* [WORK REQUEST] Starting at the top line, print the entries below exactly as they are and skip every picture.
-- RECORDS TO PROCESS follows --
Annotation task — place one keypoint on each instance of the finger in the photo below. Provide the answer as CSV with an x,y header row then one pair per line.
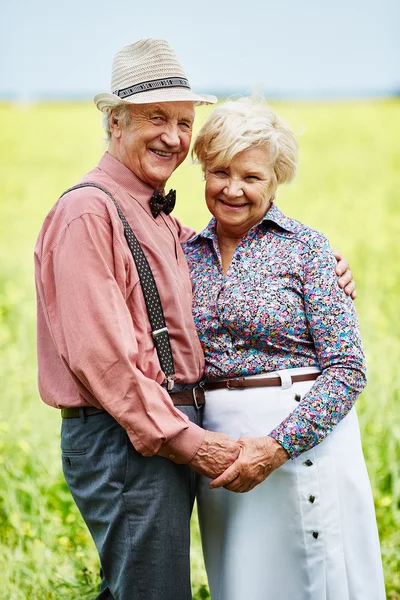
x,y
342,266
350,287
346,278
227,476
336,254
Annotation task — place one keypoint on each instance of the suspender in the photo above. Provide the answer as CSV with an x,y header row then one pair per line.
x,y
150,292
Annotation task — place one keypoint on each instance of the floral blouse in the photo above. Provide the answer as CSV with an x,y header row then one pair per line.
x,y
279,307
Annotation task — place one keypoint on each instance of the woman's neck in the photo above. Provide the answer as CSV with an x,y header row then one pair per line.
x,y
227,243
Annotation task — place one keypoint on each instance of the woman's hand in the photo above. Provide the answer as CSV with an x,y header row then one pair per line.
x,y
258,458
346,281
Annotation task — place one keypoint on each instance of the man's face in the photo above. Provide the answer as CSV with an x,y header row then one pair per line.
x,y
156,141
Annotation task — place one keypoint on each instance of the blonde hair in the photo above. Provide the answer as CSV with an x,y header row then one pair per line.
x,y
242,124
120,112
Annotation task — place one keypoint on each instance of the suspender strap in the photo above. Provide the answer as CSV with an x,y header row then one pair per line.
x,y
149,289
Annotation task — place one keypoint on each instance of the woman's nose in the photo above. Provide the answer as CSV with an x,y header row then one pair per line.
x,y
233,189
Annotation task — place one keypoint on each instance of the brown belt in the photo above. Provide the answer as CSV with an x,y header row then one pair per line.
x,y
240,383
194,397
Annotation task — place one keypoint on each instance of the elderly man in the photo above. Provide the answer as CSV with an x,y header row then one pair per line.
x,y
131,436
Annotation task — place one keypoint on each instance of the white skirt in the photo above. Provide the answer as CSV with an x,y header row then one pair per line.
x,y
308,532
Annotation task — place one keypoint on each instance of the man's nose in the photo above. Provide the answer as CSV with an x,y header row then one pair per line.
x,y
171,137
233,189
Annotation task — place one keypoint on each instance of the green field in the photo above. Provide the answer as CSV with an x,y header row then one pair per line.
x,y
348,186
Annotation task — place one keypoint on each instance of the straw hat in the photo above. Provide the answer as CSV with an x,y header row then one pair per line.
x,y
148,71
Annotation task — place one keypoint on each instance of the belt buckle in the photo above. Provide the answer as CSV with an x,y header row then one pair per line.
x,y
239,383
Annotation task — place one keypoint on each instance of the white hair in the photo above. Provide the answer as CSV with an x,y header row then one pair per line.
x,y
239,125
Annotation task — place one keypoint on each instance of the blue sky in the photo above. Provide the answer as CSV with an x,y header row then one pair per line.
x,y
305,48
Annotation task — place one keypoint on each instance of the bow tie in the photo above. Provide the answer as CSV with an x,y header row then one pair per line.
x,y
159,202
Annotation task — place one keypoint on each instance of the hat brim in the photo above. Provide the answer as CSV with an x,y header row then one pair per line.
x,y
106,100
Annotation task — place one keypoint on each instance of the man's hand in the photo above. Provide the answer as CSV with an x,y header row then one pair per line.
x,y
258,458
217,452
345,281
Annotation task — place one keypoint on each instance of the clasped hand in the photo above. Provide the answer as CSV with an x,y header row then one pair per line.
x,y
258,458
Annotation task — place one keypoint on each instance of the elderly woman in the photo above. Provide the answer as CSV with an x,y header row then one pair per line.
x,y
284,367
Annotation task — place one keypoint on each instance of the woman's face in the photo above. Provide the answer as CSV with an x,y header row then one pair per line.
x,y
239,195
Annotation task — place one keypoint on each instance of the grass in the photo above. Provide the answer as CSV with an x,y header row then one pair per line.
x,y
348,186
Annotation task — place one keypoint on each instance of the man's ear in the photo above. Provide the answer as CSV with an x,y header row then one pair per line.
x,y
114,125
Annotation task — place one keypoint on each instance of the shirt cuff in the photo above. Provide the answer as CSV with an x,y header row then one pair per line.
x,y
182,448
286,441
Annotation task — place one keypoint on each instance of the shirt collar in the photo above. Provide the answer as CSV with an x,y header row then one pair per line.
x,y
274,215
134,186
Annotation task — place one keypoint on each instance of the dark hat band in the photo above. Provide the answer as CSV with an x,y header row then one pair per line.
x,y
155,84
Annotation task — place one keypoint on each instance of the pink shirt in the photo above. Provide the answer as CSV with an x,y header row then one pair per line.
x,y
94,338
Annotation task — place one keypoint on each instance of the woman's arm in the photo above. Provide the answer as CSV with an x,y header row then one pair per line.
x,y
334,328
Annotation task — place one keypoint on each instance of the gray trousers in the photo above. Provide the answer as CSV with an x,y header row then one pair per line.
x,y
137,509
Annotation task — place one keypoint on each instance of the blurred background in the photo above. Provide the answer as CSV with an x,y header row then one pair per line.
x,y
332,69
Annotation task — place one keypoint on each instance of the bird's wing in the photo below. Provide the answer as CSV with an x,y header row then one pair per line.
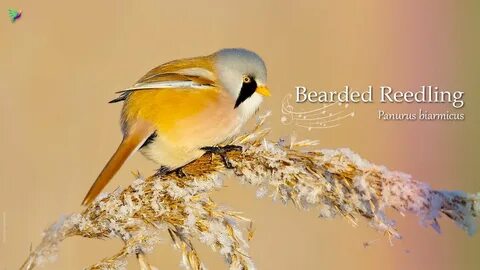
-- RECORDS TO PROCESS concluded --
* [ANSWER FOR THE TASK]
Annotation task — place one keypoint on each instance of the finger in the photo below. Provide the answer as CSV with an x,y header row then one pair per line.
x,y
342,266
350,287
346,278
227,476
336,254
Annotation task — place one keypoint on each instance of the suspender in the photo above. Provide the answer as CSV with an x,y header row then one pair per line.
x,y
150,292
Annotation task — place one keypoint on each instance of the floral blouse in the photo above. Provide the answer as CSV with an x,y header row then one pair per line.
x,y
279,307
Annotation task — place one keypoint on each instance of the woman's neck in the photo above. Provide the answer as CSV with an x,y header row then one pair per line.
x,y
227,243
Annotation task — place one keypoint on each instance of the woman's hand in the photo above. Provide the answer as CSV with an x,y header row then one pair per line.
x,y
258,458
346,281
Annotation task — place one keypoint on each instance of the man's face in the photo above. Provide the answer as CSV with an x,y header row then one pair per line.
x,y
156,141
Annotation task — place one keypoint on each instance of the blonde hair in the photo above. Provide the answer as CSV with an x,y header row then one pair per line.
x,y
242,124
120,112
Annotation task — place one keypoint on each instance of the suspender strap in the photo above. Provide the answer as CSV with an x,y header row then one pair per line.
x,y
149,289
Annotation task — place one keypoint on each instance of the woman's nose in the photo above. Provide the answer as CSV with an x,y header row then one pair per line.
x,y
233,189
Annotation task — place one keypoint on each instance of the brown belt in the photo above. Provide the answer as CSV with an x,y header row then one pair per line.
x,y
240,383
194,397
Annotation task — place one keypoint on each instance of the elderly man in the photo above. Provide the answer as CSV with an x,y header row then one pair per line.
x,y
131,436
Annotation task — place one keypoint on each instance of the white skirt in the photo above. Provide the answer as CSV with an x,y header row then one pair per line.
x,y
308,532
Annotation task — place one keypoint on each instance of the man's nose in the photo above. Provide the answer as CSV with an x,y header row then one pair per line.
x,y
171,137
233,189
Annotation task — place one keypoint on each instance of the green field in the photo above. Provide the answer as CSV with an x,y header row then one pair per line.
x,y
348,186
Annotation task — place one keypoint on each instance of the straw hat in the photo above. Provide the answer as CSV with an x,y header row then one pair per line.
x,y
148,71
Annotation task — place one keypoint on each instance of the belt buckle in the photo above. Provide the answer as CSV with an x,y header row then one pair per line.
x,y
239,383
Annotation task — place one keypoint on each instance of the white hair in the photo above. Provide the answer as CSV with an x,y header row then one pair per line.
x,y
239,125
Annotation task — place one keypoint on each instance of the blue sky in the photo above. Provide the answer as CSV with an x,y header row then one pair per line.
x,y
305,48
Annotation task — place one keypoint on each instance of the bow tie in the photo above. Provide the answer as CSV with an x,y header row then one pair per line.
x,y
159,202
Annotation task — place one keypoint on each instance of the hat brim in the photo above. Provide the answer as CSV with an x,y header row then one pair per line.
x,y
106,100
Annotation task — place one keypoint on each instance of the man's hand in the photo above. Provide the answer as CSV with an x,y header row then one pair per line.
x,y
258,458
217,452
345,281
Annotation task — place one keypoint on each instance of the clasped hand in the photo above. Provide the answer as CSV with an x,y header row then one pair per line.
x,y
258,458
Annotation task — place one keypoint on each instance of the elderly woman in the photo above. Provide the answer as CSV with an x,y header row then one pair per line.
x,y
284,367
Annotation task — place one keypoint on each instance of the woman's face in the photo above. Provide the answer as CSV with an x,y header row then one pair per line.
x,y
239,195
Annotation task — place one keypoint on each instance of the grass in the photo above. Provide the answer as CSV with an x,y header row then one pair per line.
x,y
348,186
Annotation task — place one keypoint on each instance of the man's ear in the photo above. Provide the answer as CSV with an x,y header row then one pair per line.
x,y
114,125
Annotation task — place one keypoint on each instance of the shirt cuff in the photo above. Provide the answer as CSV with an x,y header row then one pair per line.
x,y
182,448
286,441
Annotation task — place one keypoint on each instance of the shirt collar in the photo above. Provide the answer as CSV with an x,y header row then one pair per line.
x,y
274,215
134,186
Annotation task — place one keypoint on each instance of the dark hat band in the photo above. Provide the answer as CSV with an x,y header row then one pair per line.
x,y
155,84
Annotation task — place one keypoint on each instance of the pink shirt in the photo above. Provide the answer as CSV with an x,y header row then one pair per line.
x,y
94,338
Annotation task — place one keypoint on each instance of the woman's arm in the photo above. Provide the answer as CSV with an x,y header row then one pair per line.
x,y
334,328
Annotation task — place one keypoint on each instance of the gray trousers in the photo above. Provide the answer as CSV with an x,y header row then one pair per line.
x,y
137,509
Annotation task — place one keypoint on each instance of the blurred background in the photo above. Provide the answer as CSV with an x,y header row then one pair per line.
x,y
332,69
Annotation task — place one keypoint on each instance of the bird's wing in the photo below. Provide the answer as CSV with an x,y header row then one pair per line.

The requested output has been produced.